- Problem requirements
Every entry, from first to last, is to be retyped without any alteration.

START Working data

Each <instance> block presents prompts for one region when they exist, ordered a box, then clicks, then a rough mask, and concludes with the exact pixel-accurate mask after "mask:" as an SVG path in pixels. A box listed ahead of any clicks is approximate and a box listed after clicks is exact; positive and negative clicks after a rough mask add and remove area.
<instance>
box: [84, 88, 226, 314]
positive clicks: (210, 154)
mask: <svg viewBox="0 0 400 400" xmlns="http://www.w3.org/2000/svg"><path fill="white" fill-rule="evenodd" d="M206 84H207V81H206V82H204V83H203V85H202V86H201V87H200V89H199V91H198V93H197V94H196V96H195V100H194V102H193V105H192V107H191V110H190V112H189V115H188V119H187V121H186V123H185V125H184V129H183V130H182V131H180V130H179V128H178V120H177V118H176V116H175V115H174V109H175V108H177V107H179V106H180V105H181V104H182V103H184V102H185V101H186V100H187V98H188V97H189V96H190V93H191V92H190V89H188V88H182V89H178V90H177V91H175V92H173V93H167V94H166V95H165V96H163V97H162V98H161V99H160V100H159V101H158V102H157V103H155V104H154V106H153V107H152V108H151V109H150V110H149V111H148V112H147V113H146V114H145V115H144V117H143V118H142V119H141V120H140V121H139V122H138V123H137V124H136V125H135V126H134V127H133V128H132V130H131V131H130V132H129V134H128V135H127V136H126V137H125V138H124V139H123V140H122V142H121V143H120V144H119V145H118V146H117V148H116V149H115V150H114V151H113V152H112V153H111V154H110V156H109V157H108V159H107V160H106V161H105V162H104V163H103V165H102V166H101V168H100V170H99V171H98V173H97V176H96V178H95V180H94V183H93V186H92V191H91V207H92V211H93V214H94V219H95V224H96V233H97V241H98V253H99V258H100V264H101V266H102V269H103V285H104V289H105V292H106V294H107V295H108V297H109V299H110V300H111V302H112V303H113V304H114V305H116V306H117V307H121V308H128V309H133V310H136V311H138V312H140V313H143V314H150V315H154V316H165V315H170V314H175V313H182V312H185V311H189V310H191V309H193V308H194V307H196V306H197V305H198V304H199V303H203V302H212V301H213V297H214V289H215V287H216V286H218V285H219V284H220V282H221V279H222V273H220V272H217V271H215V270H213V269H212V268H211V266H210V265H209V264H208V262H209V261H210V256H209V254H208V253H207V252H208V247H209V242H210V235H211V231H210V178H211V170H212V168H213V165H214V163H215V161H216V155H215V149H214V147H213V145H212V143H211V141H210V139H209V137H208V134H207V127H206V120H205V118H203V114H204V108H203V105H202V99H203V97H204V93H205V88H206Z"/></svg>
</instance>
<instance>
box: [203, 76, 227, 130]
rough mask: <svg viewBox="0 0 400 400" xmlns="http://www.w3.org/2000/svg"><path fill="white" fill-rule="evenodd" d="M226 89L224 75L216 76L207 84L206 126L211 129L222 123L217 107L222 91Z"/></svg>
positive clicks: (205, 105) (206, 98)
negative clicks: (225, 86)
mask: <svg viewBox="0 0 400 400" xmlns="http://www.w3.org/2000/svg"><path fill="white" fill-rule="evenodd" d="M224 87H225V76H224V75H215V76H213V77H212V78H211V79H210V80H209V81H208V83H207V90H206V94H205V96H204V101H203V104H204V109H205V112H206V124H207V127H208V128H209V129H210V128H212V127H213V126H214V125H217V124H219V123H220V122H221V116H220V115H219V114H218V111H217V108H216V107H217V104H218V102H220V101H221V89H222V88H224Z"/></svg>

END Working data

- Completed exercise
Each <instance> block presents prompts for one region when they exist, ordered a box, then clicks, then a rough mask, and concludes with the exact pixel-accurate mask after "mask:" as an SVG path in pixels. A box listed ahead of any clicks is approximate and a box listed after clicks is exact; positive and negative clicks after a rough mask add and remove area.
<instance>
box: [84, 88, 226, 314]
positive clicks: (210, 154)
mask: <svg viewBox="0 0 400 400" xmlns="http://www.w3.org/2000/svg"><path fill="white" fill-rule="evenodd" d="M206 84H207V81H206V82H204V83H203V85H202V86H201V87H200V89H199V91H198V93H197V94H196V96H195V100H194V102H193V105H192V107H191V110H190V112H189V115H188V119H187V121H186V123H185V125H184V129H183V130H182V131H180V130H179V128H178V120H177V118H176V116H175V115H174V109H175V108H177V107H179V106H180V105H181V104H182V103H184V102H185V101H186V100H187V98H188V97H189V96H190V93H191V92H190V89H188V88H182V89H178V90H177V91H175V92H173V93H167V94H166V95H165V96H163V97H162V98H161V99H160V100H159V101H158V102H157V103H155V104H154V106H153V107H152V108H151V109H150V110H149V111H148V112H147V113H146V114H145V115H144V117H143V118H142V119H141V120H140V121H139V122H138V123H137V124H136V125H135V126H134V127H133V128H132V130H131V131H130V132H129V134H128V135H127V136H126V137H125V138H124V139H123V140H122V142H121V143H120V144H119V145H118V146H117V148H116V149H115V150H114V151H113V152H112V153H111V154H110V156H109V157H108V159H107V160H106V161H105V162H104V163H103V165H102V166H101V168H100V170H99V171H98V173H97V176H96V178H95V180H94V183H93V186H92V191H91V207H92V211H93V214H94V219H95V224H96V233H97V241H98V253H99V258H100V264H101V266H102V269H103V285H104V289H105V292H106V294H107V295H108V297H109V299H110V300H111V302H112V303H113V304H114V305H116V306H117V307H121V308H128V309H133V310H136V311H138V312H140V313H143V314H150V315H154V316H165V315H170V314H175V313H182V312H185V311H189V310H191V309H193V308H194V307H196V306H197V305H198V304H199V303H203V302H212V301H213V297H214V289H215V287H216V286H218V285H219V284H220V282H221V279H222V273H220V272H217V271H215V270H213V269H212V268H211V266H210V265H209V264H208V262H209V261H210V256H209V254H208V253H207V252H208V247H209V242H210V235H211V231H210V178H211V170H212V168H213V165H214V163H215V161H216V155H215V149H214V147H213V145H212V143H211V141H210V139H209V137H208V134H207V127H206V120H205V118H203V114H204V108H203V105H202V99H203V97H204V93H205V88H206Z"/></svg>
</instance>
<instance>
box: [203, 76, 227, 130]
rough mask: <svg viewBox="0 0 400 400" xmlns="http://www.w3.org/2000/svg"><path fill="white" fill-rule="evenodd" d="M226 89L224 75L216 76L207 84L206 126L211 129L222 123L217 107L222 91Z"/></svg>
positive clicks: (205, 105) (206, 98)
negative clicks: (225, 86)
mask: <svg viewBox="0 0 400 400" xmlns="http://www.w3.org/2000/svg"><path fill="white" fill-rule="evenodd" d="M224 87H225V76H224V75H215V76H213V77H212V78H211V79H210V80H209V81H208V83H207V90H206V94H205V96H204V101H203V104H204V109H205V112H206V124H207V127H208V128H209V129H210V128H212V127H213V126H214V125H217V124H219V123H220V122H221V116H220V115H219V114H218V111H217V108H216V107H217V104H218V102H220V101H221V89H222V88H224Z"/></svg>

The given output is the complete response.